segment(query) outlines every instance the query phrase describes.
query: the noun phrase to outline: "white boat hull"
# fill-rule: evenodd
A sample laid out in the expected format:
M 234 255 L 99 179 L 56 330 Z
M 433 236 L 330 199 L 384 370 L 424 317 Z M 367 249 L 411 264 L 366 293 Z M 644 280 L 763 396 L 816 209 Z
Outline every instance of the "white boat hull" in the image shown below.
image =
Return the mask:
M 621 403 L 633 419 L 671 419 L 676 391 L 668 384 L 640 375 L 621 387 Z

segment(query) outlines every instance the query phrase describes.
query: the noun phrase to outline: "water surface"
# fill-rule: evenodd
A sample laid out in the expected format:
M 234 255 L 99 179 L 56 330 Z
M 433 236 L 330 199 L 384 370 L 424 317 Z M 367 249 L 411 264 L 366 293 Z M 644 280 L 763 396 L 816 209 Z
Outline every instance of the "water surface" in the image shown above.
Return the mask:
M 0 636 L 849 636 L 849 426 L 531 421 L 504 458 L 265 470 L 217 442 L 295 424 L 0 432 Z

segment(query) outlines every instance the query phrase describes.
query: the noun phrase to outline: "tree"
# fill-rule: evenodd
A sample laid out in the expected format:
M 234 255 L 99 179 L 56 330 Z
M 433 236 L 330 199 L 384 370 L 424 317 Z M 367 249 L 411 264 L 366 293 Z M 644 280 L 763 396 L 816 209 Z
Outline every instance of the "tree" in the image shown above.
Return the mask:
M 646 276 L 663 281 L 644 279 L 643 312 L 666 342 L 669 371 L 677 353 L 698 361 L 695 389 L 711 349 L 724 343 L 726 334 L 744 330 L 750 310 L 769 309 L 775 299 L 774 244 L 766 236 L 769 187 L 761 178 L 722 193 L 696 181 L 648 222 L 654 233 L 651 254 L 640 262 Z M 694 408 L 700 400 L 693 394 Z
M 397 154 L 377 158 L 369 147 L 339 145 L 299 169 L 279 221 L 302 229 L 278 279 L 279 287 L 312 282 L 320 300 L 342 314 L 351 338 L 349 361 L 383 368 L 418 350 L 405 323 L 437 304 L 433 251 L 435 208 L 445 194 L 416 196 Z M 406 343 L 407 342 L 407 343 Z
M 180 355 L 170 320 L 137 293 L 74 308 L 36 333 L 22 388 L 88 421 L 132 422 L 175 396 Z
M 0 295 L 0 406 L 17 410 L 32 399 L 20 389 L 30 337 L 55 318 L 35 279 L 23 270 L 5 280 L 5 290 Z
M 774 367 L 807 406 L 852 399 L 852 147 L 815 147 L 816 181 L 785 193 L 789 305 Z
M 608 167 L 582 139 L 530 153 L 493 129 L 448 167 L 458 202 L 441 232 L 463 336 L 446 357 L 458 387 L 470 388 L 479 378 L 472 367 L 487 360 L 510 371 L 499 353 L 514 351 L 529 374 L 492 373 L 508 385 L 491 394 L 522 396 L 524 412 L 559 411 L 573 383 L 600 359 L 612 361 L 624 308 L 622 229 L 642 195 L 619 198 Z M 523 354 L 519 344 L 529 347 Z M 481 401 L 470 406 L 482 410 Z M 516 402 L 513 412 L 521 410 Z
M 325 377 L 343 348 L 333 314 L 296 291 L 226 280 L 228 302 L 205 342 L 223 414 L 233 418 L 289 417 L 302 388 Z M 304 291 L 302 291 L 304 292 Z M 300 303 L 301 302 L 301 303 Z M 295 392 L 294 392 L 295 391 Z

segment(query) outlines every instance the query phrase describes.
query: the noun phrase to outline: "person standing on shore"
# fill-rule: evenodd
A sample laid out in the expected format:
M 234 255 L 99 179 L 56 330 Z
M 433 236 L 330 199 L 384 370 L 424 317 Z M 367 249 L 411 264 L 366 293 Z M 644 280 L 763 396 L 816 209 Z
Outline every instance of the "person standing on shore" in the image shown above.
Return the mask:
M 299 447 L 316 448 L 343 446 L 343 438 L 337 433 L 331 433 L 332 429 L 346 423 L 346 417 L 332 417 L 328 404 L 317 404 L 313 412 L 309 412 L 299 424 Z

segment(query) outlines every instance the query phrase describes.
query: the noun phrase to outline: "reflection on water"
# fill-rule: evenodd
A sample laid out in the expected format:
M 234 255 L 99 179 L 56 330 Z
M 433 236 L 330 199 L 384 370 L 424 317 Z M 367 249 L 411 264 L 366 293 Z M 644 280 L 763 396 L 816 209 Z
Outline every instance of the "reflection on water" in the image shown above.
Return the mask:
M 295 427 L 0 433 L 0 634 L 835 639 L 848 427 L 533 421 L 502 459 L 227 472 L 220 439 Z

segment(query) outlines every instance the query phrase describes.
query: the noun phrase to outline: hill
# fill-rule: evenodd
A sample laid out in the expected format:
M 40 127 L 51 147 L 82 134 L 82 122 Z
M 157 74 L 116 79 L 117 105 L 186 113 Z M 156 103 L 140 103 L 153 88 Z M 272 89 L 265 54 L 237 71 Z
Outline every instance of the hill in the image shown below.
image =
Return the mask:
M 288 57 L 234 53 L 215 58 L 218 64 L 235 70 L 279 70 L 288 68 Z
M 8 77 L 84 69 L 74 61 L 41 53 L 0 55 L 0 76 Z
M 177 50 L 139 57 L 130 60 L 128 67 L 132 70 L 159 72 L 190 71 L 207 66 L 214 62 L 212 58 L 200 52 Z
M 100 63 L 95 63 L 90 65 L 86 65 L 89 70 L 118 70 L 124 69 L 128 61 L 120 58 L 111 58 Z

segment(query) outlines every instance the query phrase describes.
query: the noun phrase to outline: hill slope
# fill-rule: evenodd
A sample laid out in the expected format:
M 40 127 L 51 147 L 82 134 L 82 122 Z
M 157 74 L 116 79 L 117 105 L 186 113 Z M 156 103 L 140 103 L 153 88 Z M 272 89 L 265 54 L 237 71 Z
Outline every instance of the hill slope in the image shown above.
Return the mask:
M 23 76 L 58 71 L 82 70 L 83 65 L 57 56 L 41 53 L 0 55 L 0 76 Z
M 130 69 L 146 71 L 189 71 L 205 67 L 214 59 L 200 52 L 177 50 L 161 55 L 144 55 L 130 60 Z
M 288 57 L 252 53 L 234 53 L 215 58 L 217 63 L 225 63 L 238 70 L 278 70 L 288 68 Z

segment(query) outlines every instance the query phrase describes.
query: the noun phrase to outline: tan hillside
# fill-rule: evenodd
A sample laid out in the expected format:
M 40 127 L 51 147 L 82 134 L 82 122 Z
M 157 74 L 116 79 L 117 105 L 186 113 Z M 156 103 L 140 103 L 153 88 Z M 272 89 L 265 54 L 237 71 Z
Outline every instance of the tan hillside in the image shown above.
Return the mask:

━━━

Can you give all of these lines again, replacing "noun phrase" with "descriptive phrase" wherever it appears and leaving everything else unchanged?

- [Task result]:
segment(query) outlines every instance the query phrase describes.
query: the descriptive phrase to outline: "white boat hull"
# fill-rule: evenodd
A sample laid out in the expected format:
M 234 255 L 99 179 L 56 330 Z
M 433 236 L 330 199 L 384 370 L 424 317 Z M 367 249 L 411 264 L 366 293 Z M 644 280 L 763 396 L 816 209 Z
Outline every instance of the "white boat hull" in the image shown below.
image =
Return the mask:
M 621 403 L 633 419 L 671 419 L 676 391 L 668 384 L 640 375 L 621 387 Z

segment(query) outlines every instance the query phrase describes.
query: the descriptive phrase to outline: "water surface"
# fill-rule: evenodd
A sample laid out in the expected format:
M 234 255 L 99 179 L 56 330 Z
M 433 236 L 330 199 L 384 370 L 424 317 Z M 367 249 L 411 264 L 366 293 Z M 644 280 L 763 396 L 816 209 Z
Outline every instance of the "water surface" in the image shown above.
Return the mask:
M 0 636 L 849 636 L 849 426 L 531 421 L 504 458 L 265 470 L 217 442 L 295 424 L 0 432 Z

segment(query) outlines every instance the query phrase describes.
query: the descriptive phrase to outline: "tree"
# fill-rule: evenodd
A sample laid out in the expected format:
M 234 255 L 99 179 L 56 330 Z
M 433 236 L 330 199 L 384 370 L 424 317 Z M 367 249 L 411 264 L 366 293 Z M 644 280 L 763 396 L 816 209 Z
Outline every instance of the "tree" in the image shown above.
Return the mask:
M 646 276 L 663 281 L 644 279 L 643 312 L 666 342 L 669 371 L 677 353 L 698 361 L 695 389 L 711 349 L 724 343 L 726 334 L 744 330 L 750 310 L 769 309 L 775 299 L 774 244 L 766 236 L 769 187 L 761 178 L 722 193 L 696 181 L 648 222 L 654 233 L 651 254 L 640 262 Z M 694 408 L 700 400 L 693 394 Z
M 397 154 L 377 158 L 369 147 L 339 145 L 299 169 L 279 221 L 302 229 L 278 279 L 279 287 L 312 282 L 320 300 L 342 314 L 351 338 L 349 361 L 383 368 L 418 350 L 405 323 L 437 304 L 433 251 L 435 208 L 445 194 L 416 196 Z M 406 343 L 407 342 L 407 343 Z
M 180 355 L 170 320 L 137 293 L 74 308 L 36 333 L 22 388 L 88 421 L 132 422 L 175 396 Z
M 0 295 L 0 406 L 17 410 L 32 399 L 20 389 L 30 337 L 55 318 L 35 279 L 23 270 L 5 280 L 5 290 Z
M 774 367 L 807 406 L 852 399 L 852 147 L 815 147 L 816 181 L 785 193 L 789 305 Z
M 608 167 L 582 139 L 530 153 L 493 129 L 448 167 L 458 202 L 441 232 L 463 336 L 446 357 L 458 387 L 470 388 L 479 378 L 472 367 L 487 360 L 510 371 L 499 353 L 514 351 L 529 374 L 492 373 L 508 385 L 491 394 L 522 396 L 524 412 L 559 411 L 573 383 L 600 359 L 612 361 L 624 308 L 622 229 L 642 195 L 619 198 Z M 523 354 L 519 344 L 529 347 Z M 481 401 L 470 406 L 482 410 Z M 516 402 L 513 412 L 521 410 Z
M 325 377 L 343 348 L 333 314 L 296 291 L 226 280 L 228 302 L 205 342 L 223 414 L 233 418 L 289 417 L 302 388 Z M 304 291 L 302 291 L 304 292 Z M 300 303 L 301 302 L 301 303 Z M 295 392 L 294 392 L 295 391 Z

segment(query) outlines every instance the query phrase describes.
query: the descriptive phrase to outline: "person standing on shore"
# fill-rule: evenodd
A sample laid out in the expected format:
M 234 255 L 99 179 L 56 330 Z
M 433 236 L 330 199 L 384 370 L 424 317 Z M 367 249 L 411 264 L 366 293 Z M 644 280 L 763 396 L 816 209 Z
Outline every instance of the "person standing on shore" in the image shown above.
Return the mask:
M 299 447 L 316 448 L 343 446 L 343 438 L 337 433 L 331 433 L 332 429 L 346 423 L 346 417 L 332 417 L 328 404 L 317 404 L 313 412 L 309 412 L 299 424 Z

segment(query) outlines every instance the query phrase describes.
query: the descriptive phrase to outline: "reflection on water"
# fill-rule: evenodd
A sample laid out in the expected format:
M 234 255 L 99 179 L 56 330 Z
M 433 236 L 330 199 L 384 370 L 424 317 Z M 367 249 L 411 264 L 366 293 Z M 644 280 L 763 396 L 816 209 Z
Outline every instance of the "reflection on water" in the image shown above.
Return the mask:
M 295 427 L 0 433 L 0 634 L 835 639 L 848 427 L 533 421 L 502 459 L 227 472 L 220 439 Z

segment(query) outlines every instance the query phrase describes.
query: the descriptive phrase to outline: hill
# fill-rule: evenodd
A sample laid out in the expected format:
M 40 127 L 51 147 L 82 134 L 82 122 Z
M 157 74 L 116 79 L 117 105 L 186 113 Z M 156 103 L 140 103 L 153 88 Z M 272 89 L 265 54 L 237 71 Z
Outline every instance of the hill in the image shown below.
image =
Return the mask:
M 288 57 L 234 53 L 215 58 L 218 64 L 235 70 L 279 70 L 288 68 Z
M 8 77 L 84 69 L 74 61 L 41 53 L 0 55 L 0 76 Z
M 177 50 L 139 57 L 130 60 L 128 67 L 132 70 L 159 72 L 190 71 L 207 66 L 214 62 L 212 58 L 200 52 Z
M 100 63 L 95 63 L 90 65 L 86 65 L 89 70 L 118 70 L 124 69 L 128 61 L 120 58 L 111 58 Z

segment(query) outlines every instance the query phrase describes.
query: the descriptive phrase to outline: hill slope
# fill-rule: evenodd
A sample laid out in the expected format:
M 40 127 L 51 147 L 82 134 L 82 122 Z
M 157 74 L 116 79 L 117 105 L 186 113 Z M 156 103 L 140 103 L 153 88 Z M 272 89 L 265 54 L 237 71 Z
Outline every instance of the hill slope in the image shown above.
Return the mask:
M 23 76 L 58 71 L 82 70 L 83 65 L 57 56 L 41 53 L 0 55 L 0 76 Z
M 130 69 L 146 71 L 189 71 L 205 67 L 214 59 L 200 52 L 177 50 L 161 55 L 144 55 L 130 60 Z
M 288 57 L 252 53 L 234 53 L 215 58 L 217 63 L 225 63 L 238 70 L 278 70 L 288 68 Z

segment(query) outlines every instance the query phrase describes.
query: the descriptive phrase to outline: tan hillside
# fill-rule: evenodd
A sample laid out in the expected format:
M 40 127 L 51 147 L 82 134 L 82 122 Z
M 157 74 L 116 79 L 117 105 L 186 113 Z M 156 103 L 140 103 L 153 88 Z M 272 89 L 265 54 L 237 71 Z
Outline every instance of the tan hillside in the image shown above.
Return the mask:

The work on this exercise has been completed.